▶ **Information supplied**

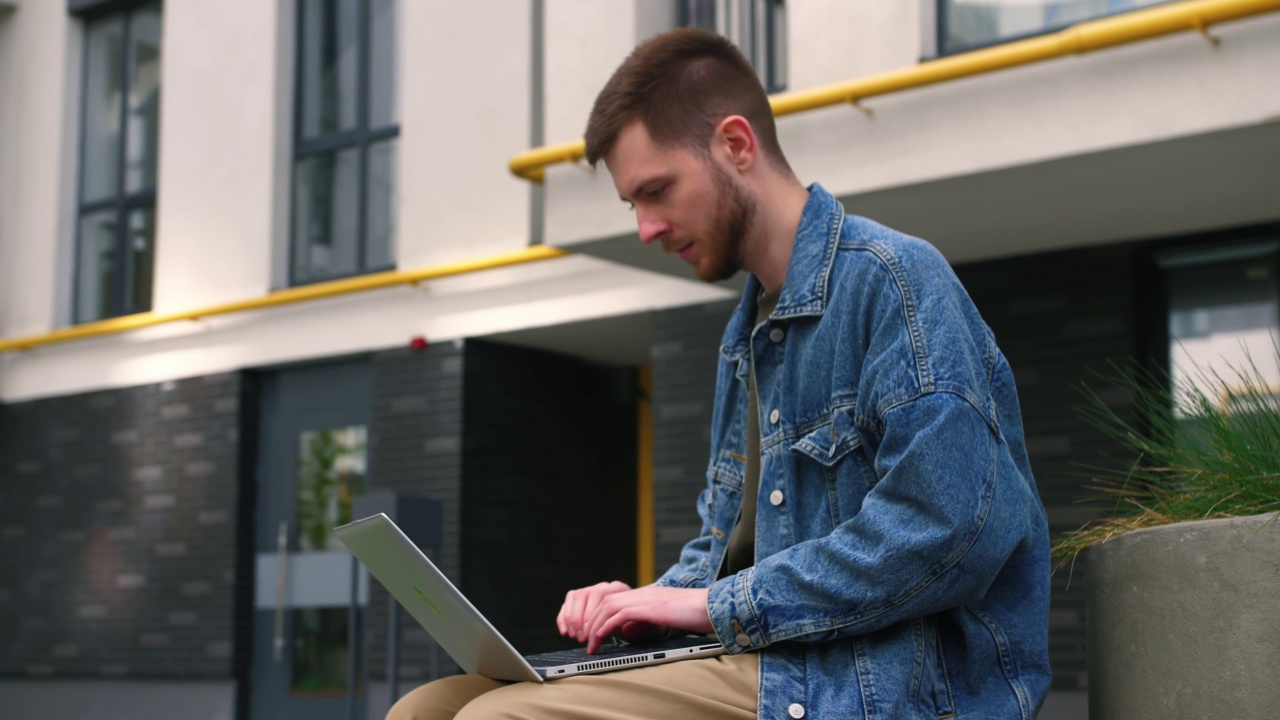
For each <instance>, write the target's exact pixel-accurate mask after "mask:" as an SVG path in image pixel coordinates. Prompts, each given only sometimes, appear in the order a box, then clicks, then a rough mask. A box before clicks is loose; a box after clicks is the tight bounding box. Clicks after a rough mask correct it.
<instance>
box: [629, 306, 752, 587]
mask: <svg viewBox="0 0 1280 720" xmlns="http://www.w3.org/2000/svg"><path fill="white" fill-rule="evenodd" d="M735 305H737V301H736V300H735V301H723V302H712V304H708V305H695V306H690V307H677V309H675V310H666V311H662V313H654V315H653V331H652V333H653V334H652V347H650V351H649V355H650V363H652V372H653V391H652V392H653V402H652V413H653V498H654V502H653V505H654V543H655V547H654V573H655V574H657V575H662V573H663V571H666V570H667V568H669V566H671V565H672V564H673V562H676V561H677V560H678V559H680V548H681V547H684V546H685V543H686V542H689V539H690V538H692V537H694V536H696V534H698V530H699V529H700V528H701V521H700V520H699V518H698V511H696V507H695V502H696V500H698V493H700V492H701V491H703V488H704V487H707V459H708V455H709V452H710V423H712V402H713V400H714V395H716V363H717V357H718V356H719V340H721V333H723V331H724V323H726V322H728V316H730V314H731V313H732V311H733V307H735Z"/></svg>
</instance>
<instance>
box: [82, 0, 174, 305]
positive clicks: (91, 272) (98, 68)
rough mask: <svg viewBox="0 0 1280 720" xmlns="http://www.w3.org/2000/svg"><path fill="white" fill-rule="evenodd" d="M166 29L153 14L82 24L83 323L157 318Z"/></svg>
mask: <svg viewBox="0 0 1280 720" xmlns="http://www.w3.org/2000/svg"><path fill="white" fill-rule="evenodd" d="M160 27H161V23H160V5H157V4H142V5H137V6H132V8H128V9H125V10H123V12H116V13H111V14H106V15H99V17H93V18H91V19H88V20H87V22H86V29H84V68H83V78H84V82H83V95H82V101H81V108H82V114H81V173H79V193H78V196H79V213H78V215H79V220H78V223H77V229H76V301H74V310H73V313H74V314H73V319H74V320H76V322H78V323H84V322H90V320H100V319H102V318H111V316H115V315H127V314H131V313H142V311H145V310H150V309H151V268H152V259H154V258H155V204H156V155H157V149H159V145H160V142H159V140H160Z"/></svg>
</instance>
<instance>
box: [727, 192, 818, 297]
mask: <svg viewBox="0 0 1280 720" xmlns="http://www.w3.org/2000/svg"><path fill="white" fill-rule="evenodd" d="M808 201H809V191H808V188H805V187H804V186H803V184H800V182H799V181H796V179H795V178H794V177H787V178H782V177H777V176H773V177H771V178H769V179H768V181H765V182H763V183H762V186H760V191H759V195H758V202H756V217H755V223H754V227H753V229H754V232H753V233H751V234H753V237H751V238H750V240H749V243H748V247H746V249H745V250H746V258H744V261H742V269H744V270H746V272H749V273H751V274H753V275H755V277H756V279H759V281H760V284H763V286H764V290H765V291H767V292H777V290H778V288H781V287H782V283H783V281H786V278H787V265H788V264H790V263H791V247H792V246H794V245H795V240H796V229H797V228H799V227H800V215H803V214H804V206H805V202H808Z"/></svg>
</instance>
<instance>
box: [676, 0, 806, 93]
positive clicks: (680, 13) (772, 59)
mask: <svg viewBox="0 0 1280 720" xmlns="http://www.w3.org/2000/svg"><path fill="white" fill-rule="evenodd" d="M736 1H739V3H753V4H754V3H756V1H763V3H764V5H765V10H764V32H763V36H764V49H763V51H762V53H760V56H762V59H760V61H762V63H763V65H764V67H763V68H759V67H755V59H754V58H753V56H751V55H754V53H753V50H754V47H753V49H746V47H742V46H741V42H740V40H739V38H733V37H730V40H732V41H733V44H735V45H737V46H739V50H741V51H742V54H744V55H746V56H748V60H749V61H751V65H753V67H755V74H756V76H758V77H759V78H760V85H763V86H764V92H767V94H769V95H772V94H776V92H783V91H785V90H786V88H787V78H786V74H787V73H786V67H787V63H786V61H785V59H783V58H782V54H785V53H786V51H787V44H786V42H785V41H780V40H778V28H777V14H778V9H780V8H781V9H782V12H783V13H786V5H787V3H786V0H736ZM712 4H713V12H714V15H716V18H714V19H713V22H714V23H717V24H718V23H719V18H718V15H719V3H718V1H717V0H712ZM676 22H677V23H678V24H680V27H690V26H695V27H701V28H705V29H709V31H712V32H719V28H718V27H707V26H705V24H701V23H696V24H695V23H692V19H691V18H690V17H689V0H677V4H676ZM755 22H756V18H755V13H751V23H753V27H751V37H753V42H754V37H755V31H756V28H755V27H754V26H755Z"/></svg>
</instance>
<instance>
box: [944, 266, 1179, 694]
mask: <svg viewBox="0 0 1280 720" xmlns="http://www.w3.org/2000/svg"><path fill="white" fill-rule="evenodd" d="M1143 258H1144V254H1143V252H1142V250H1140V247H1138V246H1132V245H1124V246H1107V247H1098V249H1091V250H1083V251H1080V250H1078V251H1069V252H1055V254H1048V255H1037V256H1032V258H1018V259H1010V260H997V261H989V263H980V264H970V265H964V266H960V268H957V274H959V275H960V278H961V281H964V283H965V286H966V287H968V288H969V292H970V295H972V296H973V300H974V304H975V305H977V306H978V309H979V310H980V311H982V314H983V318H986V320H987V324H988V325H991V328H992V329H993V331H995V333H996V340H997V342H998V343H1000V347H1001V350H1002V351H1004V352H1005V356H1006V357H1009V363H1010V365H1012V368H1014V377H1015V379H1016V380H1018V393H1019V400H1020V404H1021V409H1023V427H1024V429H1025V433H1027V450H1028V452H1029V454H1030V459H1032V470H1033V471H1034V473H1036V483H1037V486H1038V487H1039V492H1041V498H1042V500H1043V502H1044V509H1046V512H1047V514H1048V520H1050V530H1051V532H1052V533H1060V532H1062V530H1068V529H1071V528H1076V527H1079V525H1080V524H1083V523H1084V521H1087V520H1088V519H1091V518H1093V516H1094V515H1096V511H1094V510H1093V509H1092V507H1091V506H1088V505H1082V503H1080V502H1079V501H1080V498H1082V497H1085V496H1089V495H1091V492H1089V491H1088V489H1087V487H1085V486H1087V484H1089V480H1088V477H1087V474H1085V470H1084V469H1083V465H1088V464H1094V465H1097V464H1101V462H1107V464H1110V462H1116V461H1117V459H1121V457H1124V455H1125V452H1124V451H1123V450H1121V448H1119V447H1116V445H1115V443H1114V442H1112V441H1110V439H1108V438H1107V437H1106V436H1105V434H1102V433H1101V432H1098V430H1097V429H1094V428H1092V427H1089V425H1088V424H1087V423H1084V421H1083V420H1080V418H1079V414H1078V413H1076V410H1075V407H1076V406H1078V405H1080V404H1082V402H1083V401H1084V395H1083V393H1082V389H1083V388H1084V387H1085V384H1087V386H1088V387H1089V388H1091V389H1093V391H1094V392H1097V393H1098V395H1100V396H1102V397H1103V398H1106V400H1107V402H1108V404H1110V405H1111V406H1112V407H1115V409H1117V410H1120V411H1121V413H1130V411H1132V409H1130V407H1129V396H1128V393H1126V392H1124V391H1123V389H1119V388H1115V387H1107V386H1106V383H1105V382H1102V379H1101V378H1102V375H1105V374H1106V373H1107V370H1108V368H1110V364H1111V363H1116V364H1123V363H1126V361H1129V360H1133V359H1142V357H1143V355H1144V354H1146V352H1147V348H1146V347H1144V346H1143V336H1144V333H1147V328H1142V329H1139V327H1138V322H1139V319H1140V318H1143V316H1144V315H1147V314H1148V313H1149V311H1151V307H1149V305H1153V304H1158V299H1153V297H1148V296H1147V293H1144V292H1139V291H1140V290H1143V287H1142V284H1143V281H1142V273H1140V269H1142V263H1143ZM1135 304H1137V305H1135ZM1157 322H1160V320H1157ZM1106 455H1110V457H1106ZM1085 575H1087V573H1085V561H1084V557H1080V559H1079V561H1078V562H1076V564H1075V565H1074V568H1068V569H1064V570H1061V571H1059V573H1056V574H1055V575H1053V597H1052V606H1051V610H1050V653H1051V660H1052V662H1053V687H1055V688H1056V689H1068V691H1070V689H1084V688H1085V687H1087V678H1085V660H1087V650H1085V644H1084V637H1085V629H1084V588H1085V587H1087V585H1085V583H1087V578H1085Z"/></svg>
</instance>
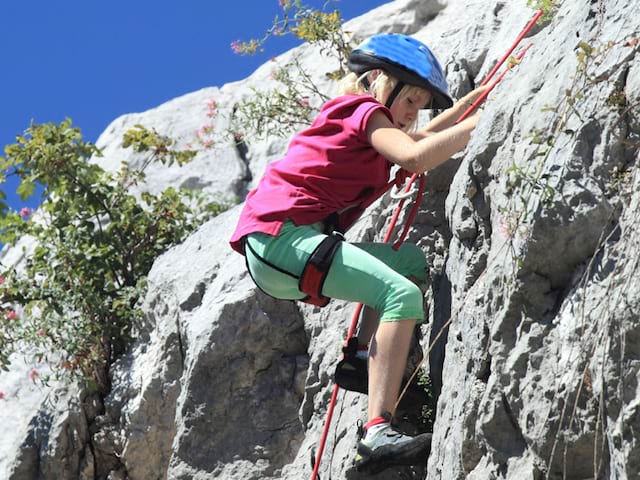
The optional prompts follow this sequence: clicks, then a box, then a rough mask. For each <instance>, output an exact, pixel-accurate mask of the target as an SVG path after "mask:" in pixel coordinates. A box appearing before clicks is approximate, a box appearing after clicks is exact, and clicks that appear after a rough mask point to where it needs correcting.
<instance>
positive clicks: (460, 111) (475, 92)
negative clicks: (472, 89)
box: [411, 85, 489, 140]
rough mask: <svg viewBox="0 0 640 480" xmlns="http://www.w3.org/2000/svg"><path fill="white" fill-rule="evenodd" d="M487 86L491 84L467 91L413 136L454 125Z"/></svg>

▶ **Task details**
Exactly the lines above from the one with "box: [82, 0, 174, 305]" to the one with "box: [676, 0, 806, 93]", both included, are to be quoted; leave the rest out.

▶ **Task output**
box: [82, 0, 174, 305]
positive clicks: (91, 272) (98, 68)
rough mask: <svg viewBox="0 0 1280 720" xmlns="http://www.w3.org/2000/svg"><path fill="white" fill-rule="evenodd" d="M166 29L153 14L82 24L83 323L157 318Z"/></svg>
mask: <svg viewBox="0 0 1280 720" xmlns="http://www.w3.org/2000/svg"><path fill="white" fill-rule="evenodd" d="M160 27H161V23H160V5H157V4H142V5H137V6H132V8H128V9H125V10H123V12H116V13H111V14H106V15H99V17H93V18H91V19H88V20H87V22H86V29H84V68H83V78H84V82H83V95H82V101H81V108H82V114H81V173H79V193H78V196H79V213H78V215H79V220H78V223H77V229H76V301H74V310H73V313H74V314H73V319H74V320H76V322H78V323H84V322H90V320H100V319H102V318H111V316H115V315H127V314H131V313H142V311H145V310H150V309H151V268H152V259H154V258H155V204H156V155H157V149H159V145H160V142H159V140H160Z"/></svg>
</instance>
<instance>
box: [727, 192, 818, 297]
mask: <svg viewBox="0 0 1280 720" xmlns="http://www.w3.org/2000/svg"><path fill="white" fill-rule="evenodd" d="M808 201H809V191H808V188H805V187H804V186H803V184H800V182H799V181H796V179H795V178H794V177H787V178H782V177H777V176H773V177H771V178H769V179H768V181H765V182H763V183H762V186H760V191H759V195H758V202H756V217H755V223H754V227H753V229H754V232H753V233H751V234H753V237H751V238H750V240H749V243H748V247H746V249H745V250H746V258H744V261H742V269H744V270H746V272H749V273H751V274H753V275H755V277H756V279H759V281H760V284H763V286H764V290H765V291H767V292H777V290H778V288H781V287H782V283H783V281H786V278H787V265H788V264H790V263H791V247H792V246H794V245H795V240H796V229H797V228H799V227H800V215H803V214H804V206H805V202H808Z"/></svg>
</instance>
<instance>
box: [676, 0, 806, 93]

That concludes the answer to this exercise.